__TASK REQUIREMENTS__. Look through the listing below and report the lines that have the word "whole" in them.

__INFORMATION SHOWN__.

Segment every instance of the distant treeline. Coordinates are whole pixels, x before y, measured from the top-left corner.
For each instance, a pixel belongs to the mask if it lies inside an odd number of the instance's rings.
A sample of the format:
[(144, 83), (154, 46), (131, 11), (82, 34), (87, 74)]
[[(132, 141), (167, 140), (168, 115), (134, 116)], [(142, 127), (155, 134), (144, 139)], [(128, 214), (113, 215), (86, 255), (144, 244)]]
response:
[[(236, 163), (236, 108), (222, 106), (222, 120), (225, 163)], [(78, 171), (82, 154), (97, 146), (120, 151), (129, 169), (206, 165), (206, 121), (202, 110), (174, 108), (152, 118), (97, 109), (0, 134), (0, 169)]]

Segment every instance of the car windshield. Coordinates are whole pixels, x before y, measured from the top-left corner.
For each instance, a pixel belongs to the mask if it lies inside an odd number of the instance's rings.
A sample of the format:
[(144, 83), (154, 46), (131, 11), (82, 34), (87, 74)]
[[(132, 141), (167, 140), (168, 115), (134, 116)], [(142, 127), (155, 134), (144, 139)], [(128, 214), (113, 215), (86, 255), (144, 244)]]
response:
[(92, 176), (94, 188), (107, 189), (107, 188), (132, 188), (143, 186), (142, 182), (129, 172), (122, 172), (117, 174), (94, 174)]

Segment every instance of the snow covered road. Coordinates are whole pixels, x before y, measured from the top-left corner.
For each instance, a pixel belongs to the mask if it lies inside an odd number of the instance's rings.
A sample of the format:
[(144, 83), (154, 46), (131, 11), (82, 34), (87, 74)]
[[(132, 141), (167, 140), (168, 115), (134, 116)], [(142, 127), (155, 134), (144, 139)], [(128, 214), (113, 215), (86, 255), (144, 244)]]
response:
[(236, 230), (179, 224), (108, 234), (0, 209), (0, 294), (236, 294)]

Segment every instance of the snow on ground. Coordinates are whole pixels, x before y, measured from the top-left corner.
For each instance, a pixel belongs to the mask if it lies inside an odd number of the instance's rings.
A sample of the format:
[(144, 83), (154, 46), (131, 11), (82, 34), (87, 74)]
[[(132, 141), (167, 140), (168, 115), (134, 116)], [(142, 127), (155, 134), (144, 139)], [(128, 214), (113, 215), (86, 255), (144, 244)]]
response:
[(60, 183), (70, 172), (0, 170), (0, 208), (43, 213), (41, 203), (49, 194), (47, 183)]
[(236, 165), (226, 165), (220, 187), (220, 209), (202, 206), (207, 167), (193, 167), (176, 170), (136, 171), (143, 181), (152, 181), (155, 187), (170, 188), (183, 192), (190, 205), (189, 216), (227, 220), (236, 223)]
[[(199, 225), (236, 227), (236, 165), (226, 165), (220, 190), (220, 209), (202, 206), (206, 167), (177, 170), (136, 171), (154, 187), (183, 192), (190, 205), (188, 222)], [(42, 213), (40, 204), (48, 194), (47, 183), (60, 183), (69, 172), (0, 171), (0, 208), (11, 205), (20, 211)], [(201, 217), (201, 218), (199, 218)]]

__EXERCISE ANSWER__.
Segment every instance of the distant treeline. Coordinates are whole pixels, x before y, measured from the top-left corner.
Segment every instance of the car windshield. Coordinates are whole pixels, x before y, measured from the top-left corner.
Segment every instance of the snow covered road. Coordinates are whole pixels, x before y, measured from the top-left corner.
Segment every instance of the snow on ground. Coordinates are whole pixels, x before y, measured from the top-left corner.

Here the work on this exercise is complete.